# What the task requires
Give again exactly the lines that run from the start of the records to the line holding "[mark] the puppy's ear", both ends counted. Do not include the pictures.

Dataset excerpts:
--------------------------------------------------

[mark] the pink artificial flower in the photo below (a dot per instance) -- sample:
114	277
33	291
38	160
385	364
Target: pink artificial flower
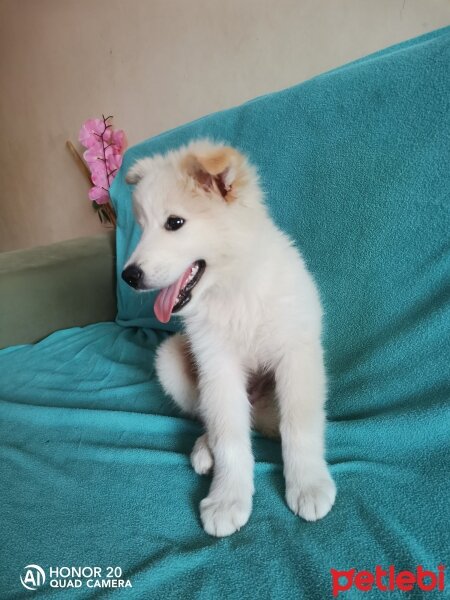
103	155
88	131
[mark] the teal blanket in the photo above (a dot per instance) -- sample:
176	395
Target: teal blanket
94	467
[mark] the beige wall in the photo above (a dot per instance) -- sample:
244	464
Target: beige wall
155	64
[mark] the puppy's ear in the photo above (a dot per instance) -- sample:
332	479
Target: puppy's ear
215	170
138	170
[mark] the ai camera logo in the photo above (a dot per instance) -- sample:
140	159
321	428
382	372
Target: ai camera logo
33	577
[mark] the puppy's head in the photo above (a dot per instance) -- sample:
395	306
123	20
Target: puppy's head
191	205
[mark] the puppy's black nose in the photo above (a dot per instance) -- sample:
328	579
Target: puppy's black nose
132	275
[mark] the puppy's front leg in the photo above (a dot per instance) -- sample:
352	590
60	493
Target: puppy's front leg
225	410
301	389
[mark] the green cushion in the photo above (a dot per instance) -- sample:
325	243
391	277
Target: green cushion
52	287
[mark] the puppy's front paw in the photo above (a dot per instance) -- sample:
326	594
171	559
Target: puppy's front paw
223	516
201	456
313	500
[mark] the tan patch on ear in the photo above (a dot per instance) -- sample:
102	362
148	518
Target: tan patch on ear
219	160
221	169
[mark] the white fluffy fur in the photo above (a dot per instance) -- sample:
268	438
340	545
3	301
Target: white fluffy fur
255	309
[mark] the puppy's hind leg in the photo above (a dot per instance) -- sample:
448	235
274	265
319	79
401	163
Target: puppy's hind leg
177	374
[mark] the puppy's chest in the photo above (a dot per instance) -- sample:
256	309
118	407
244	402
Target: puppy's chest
244	329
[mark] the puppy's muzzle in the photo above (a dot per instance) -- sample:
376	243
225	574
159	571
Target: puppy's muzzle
133	275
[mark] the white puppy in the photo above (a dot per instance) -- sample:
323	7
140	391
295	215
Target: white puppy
252	318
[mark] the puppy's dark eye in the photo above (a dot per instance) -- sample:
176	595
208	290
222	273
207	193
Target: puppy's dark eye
173	223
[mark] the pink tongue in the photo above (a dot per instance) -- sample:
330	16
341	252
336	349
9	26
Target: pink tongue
167	297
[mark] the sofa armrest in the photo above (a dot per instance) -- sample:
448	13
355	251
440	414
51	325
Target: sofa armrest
62	285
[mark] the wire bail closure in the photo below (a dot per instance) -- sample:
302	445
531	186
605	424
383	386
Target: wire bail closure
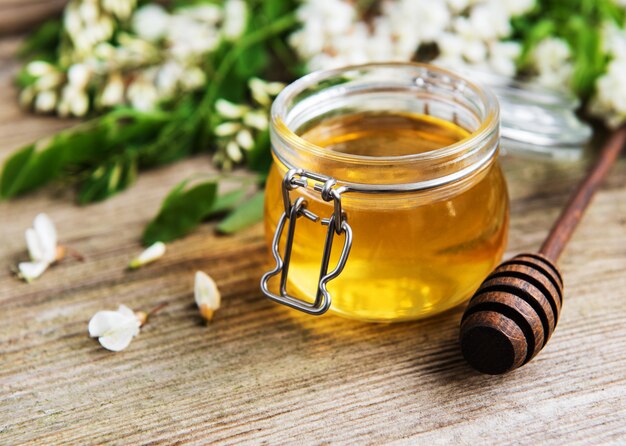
337	225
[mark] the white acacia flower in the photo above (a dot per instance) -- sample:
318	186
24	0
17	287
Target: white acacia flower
74	101
113	92
41	241
207	295
227	128
256	119
193	78
142	95
116	329
38	68
234	151
78	75
46	101
263	91
235	18
49	80
229	109
152	253
244	139
552	61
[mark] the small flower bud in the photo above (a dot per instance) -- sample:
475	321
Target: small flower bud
233	151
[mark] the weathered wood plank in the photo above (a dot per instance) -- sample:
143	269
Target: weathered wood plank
264	374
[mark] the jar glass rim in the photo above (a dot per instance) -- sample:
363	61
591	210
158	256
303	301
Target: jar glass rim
280	111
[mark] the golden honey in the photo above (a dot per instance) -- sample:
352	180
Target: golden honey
414	253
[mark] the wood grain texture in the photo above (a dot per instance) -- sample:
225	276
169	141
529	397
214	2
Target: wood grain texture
263	374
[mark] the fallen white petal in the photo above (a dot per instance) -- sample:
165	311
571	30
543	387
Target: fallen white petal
207	295
31	270
154	252
35	250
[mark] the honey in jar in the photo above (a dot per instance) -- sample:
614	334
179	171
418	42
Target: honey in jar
404	157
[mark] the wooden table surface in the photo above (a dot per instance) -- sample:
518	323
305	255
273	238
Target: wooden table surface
263	374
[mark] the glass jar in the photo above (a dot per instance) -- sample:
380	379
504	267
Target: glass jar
385	201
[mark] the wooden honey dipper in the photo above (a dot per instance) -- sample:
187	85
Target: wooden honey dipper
515	310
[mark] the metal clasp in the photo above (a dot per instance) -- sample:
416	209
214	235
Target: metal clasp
337	225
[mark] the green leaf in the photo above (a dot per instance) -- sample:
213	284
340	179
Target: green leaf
249	213
182	210
227	201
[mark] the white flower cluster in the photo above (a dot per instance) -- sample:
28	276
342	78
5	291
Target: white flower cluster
161	56
242	123
466	32
43	250
552	62
609	101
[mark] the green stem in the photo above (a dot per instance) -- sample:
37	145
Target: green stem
229	60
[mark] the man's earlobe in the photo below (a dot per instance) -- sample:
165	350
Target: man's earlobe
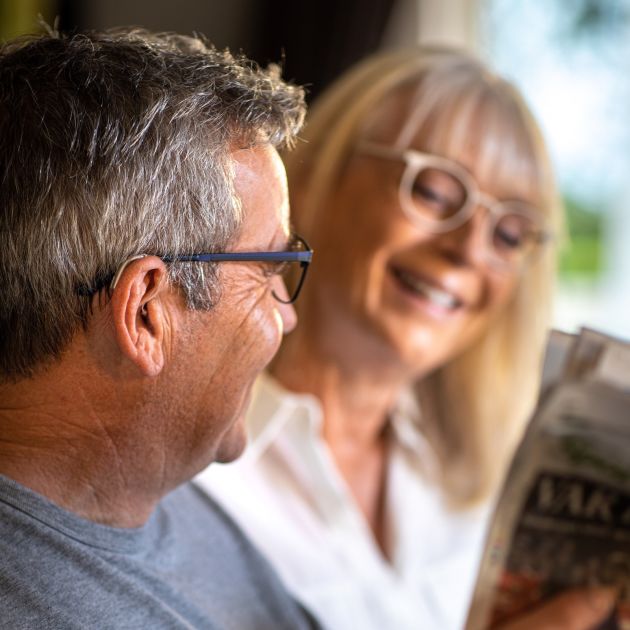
139	314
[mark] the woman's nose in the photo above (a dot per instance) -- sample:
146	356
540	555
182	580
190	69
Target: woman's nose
288	317
467	243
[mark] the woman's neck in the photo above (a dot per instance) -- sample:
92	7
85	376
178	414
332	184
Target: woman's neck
356	401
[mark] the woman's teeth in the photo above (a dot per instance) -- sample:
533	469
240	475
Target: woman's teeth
437	296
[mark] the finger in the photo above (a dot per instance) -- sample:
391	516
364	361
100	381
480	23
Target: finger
579	609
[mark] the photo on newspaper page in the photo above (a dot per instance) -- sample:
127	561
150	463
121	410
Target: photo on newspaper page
563	516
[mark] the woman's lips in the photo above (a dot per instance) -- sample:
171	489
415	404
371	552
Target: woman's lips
435	295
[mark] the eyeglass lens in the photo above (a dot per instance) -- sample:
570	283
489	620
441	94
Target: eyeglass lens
436	196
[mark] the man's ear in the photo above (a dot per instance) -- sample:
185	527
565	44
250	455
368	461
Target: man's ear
140	313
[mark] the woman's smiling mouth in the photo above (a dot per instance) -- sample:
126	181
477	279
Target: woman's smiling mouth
436	296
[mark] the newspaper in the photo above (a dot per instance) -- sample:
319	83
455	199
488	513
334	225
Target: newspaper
563	517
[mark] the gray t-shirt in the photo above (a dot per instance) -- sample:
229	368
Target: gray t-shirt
189	566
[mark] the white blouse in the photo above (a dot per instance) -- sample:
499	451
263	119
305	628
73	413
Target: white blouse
287	494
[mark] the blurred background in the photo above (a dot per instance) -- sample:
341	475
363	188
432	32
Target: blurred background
571	59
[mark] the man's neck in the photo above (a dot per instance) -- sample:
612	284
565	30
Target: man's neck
54	441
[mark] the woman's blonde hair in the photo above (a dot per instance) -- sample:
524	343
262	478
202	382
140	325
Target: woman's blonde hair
474	407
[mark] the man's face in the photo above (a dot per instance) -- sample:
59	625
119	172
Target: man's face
222	351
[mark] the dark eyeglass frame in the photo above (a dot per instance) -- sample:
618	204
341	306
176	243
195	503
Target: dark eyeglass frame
303	257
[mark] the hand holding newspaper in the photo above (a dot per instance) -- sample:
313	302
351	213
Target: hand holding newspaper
563	517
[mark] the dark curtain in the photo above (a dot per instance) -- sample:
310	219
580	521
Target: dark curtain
318	40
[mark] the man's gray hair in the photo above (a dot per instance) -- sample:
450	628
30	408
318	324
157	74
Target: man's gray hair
114	144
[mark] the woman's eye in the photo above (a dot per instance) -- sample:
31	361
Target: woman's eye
512	232
438	192
509	240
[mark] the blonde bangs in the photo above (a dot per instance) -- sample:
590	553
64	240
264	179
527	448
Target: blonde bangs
472	114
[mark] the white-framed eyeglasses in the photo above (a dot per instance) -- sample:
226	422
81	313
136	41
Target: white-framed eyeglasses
439	195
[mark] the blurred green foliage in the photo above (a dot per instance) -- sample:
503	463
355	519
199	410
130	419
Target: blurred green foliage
582	256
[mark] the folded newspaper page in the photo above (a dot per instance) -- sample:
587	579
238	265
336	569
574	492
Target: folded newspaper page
563	517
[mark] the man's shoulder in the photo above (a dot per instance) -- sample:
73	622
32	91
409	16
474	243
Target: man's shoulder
190	566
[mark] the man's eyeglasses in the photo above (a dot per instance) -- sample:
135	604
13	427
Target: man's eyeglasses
291	265
439	195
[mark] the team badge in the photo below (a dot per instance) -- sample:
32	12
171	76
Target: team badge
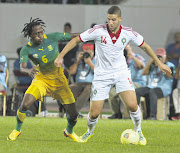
41	49
94	92
35	55
123	40
50	48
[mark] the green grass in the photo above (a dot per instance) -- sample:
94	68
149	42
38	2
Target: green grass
45	135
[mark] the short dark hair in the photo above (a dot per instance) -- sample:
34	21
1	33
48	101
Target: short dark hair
114	10
68	25
28	27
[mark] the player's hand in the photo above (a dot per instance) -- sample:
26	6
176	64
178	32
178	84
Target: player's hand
33	71
164	68
58	62
87	60
80	55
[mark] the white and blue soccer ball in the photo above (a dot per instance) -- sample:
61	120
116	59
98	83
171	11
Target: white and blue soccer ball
129	136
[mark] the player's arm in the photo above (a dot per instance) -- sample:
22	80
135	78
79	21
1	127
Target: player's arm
2	63
146	69
177	75
23	63
59	60
163	67
73	35
89	62
73	68
32	72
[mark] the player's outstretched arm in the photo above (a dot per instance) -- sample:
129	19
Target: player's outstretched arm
32	72
73	35
163	67
59	60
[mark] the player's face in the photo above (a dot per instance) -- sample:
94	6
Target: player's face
113	22
37	35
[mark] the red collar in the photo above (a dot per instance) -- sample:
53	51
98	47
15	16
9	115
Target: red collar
114	36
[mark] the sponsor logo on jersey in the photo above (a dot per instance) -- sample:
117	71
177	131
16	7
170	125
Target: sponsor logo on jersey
114	38
41	49
123	40
50	48
35	55
95	92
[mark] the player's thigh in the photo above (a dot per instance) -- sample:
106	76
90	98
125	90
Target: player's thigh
96	108
130	100
100	89
63	94
31	95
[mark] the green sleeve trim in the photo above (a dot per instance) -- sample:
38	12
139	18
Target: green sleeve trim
57	36
24	55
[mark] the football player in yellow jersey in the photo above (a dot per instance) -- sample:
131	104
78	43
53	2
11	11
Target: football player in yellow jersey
43	50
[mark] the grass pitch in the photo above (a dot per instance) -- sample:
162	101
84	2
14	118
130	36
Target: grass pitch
45	135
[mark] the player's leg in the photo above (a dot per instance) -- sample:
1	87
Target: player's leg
129	98
72	117
84	96
92	119
100	92
28	100
65	96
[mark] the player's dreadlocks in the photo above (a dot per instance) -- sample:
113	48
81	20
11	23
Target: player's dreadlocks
28	27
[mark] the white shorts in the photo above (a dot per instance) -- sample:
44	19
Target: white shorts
101	85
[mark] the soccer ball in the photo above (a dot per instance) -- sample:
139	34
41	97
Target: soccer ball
129	137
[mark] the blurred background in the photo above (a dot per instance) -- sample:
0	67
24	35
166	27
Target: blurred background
156	21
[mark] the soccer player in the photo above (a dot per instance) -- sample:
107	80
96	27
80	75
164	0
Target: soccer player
111	68
43	50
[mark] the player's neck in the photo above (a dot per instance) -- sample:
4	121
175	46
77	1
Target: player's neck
115	30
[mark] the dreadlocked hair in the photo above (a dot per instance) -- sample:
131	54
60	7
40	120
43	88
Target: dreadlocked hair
28	27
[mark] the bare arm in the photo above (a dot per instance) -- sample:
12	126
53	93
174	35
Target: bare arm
59	60
31	72
163	67
74	35
89	62
138	62
147	67
177	76
73	68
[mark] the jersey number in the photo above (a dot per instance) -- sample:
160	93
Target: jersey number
44	59
103	40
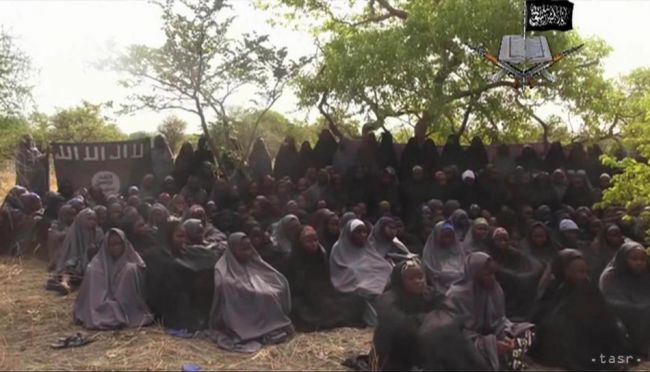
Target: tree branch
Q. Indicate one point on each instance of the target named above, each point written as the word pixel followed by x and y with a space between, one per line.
pixel 393 11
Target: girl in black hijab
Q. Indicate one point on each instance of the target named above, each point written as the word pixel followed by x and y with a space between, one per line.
pixel 287 159
pixel 315 304
pixel 183 164
pixel 452 153
pixel 324 150
pixel 574 324
pixel 305 158
pixel 625 284
pixel 555 158
pixel 386 156
pixel 477 157
pixel 416 326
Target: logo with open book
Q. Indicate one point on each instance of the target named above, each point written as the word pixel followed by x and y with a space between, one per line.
pixel 527 59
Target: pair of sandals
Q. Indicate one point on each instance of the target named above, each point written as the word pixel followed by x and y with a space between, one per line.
pixel 71 341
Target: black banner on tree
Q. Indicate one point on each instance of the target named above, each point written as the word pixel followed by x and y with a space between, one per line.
pixel 111 166
pixel 544 15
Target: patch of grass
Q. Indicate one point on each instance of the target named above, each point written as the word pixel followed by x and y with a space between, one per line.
pixel 32 318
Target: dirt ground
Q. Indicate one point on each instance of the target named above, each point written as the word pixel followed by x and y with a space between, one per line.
pixel 32 318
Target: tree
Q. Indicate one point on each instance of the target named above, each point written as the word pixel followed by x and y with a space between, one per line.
pixel 199 67
pixel 631 187
pixel 173 128
pixel 84 123
pixel 408 59
pixel 15 69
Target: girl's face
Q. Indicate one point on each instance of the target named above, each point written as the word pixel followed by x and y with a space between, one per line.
pixel 91 221
pixel 179 238
pixel 333 225
pixel 637 261
pixel 244 251
pixel 481 232
pixel 115 246
pixel 502 241
pixel 577 271
pixel 615 237
pixel 447 238
pixel 359 236
pixel 486 276
pixel 389 231
pixel 309 241
pixel 413 281
pixel 538 236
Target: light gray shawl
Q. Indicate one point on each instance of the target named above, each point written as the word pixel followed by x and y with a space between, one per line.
pixel 111 294
pixel 443 266
pixel 361 270
pixel 251 304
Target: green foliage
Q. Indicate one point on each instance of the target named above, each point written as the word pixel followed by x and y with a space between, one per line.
pixel 83 123
pixel 273 127
pixel 405 58
pixel 632 186
pixel 15 69
pixel 173 128
pixel 12 128
pixel 200 66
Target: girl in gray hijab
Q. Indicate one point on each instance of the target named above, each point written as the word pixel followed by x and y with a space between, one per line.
pixel 251 303
pixel 111 294
pixel 478 298
pixel 443 257
pixel 284 231
pixel 81 242
pixel 383 238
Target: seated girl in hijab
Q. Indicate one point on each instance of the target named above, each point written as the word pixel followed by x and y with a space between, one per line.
pixel 316 305
pixel 478 298
pixel 574 325
pixel 111 294
pixel 603 249
pixel 80 244
pixel 478 236
pixel 402 311
pixel 56 234
pixel 625 284
pixel 518 275
pixel 443 257
pixel 211 234
pixel 356 267
pixel 383 238
pixel 179 280
pixel 251 303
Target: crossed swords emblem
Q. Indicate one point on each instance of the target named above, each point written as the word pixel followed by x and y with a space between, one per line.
pixel 523 76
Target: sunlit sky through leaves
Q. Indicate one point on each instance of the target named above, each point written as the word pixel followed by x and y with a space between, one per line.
pixel 66 39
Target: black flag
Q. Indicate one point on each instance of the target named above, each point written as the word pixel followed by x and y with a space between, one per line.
pixel 544 15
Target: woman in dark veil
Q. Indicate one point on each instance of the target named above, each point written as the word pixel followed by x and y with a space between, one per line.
pixel 518 275
pixel 574 324
pixel 477 157
pixel 324 150
pixel 419 150
pixel 259 160
pixel 183 164
pixel 316 305
pixel 305 158
pixel 386 156
pixel 555 158
pixel 529 159
pixel 416 326
pixel 286 161
pixel 625 284
pixel 201 155
pixel 577 158
pixel 452 153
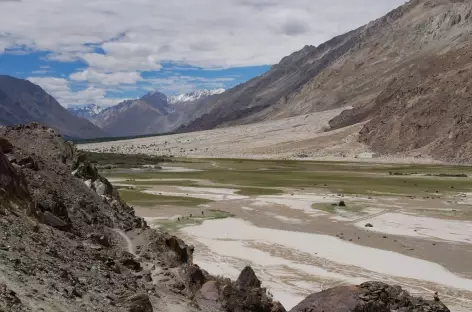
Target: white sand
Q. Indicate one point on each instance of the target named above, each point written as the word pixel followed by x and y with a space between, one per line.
pixel 288 220
pixel 302 202
pixel 179 169
pixel 216 194
pixel 222 236
pixel 410 225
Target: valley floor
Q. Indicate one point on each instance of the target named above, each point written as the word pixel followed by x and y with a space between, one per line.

--------------------------------------------------

# Output for this task
[mark] the pink artificial flower in the photo below (a dot per instance) -- sample:
114	277
33	291
38	160
385	364
Target: pink artificial flower
103	155
88	131
[mark] the teal blanket in the photo above (a dot per instance) -- sample:
176	395
Target: teal blanket
94	467
[mark] the beige wall in the photo above (a dot per instance) -- sample:
244	464
Target: beige wall
155	64
[mark] the puppy's ear in the photo above (a dot per instance) -- sample:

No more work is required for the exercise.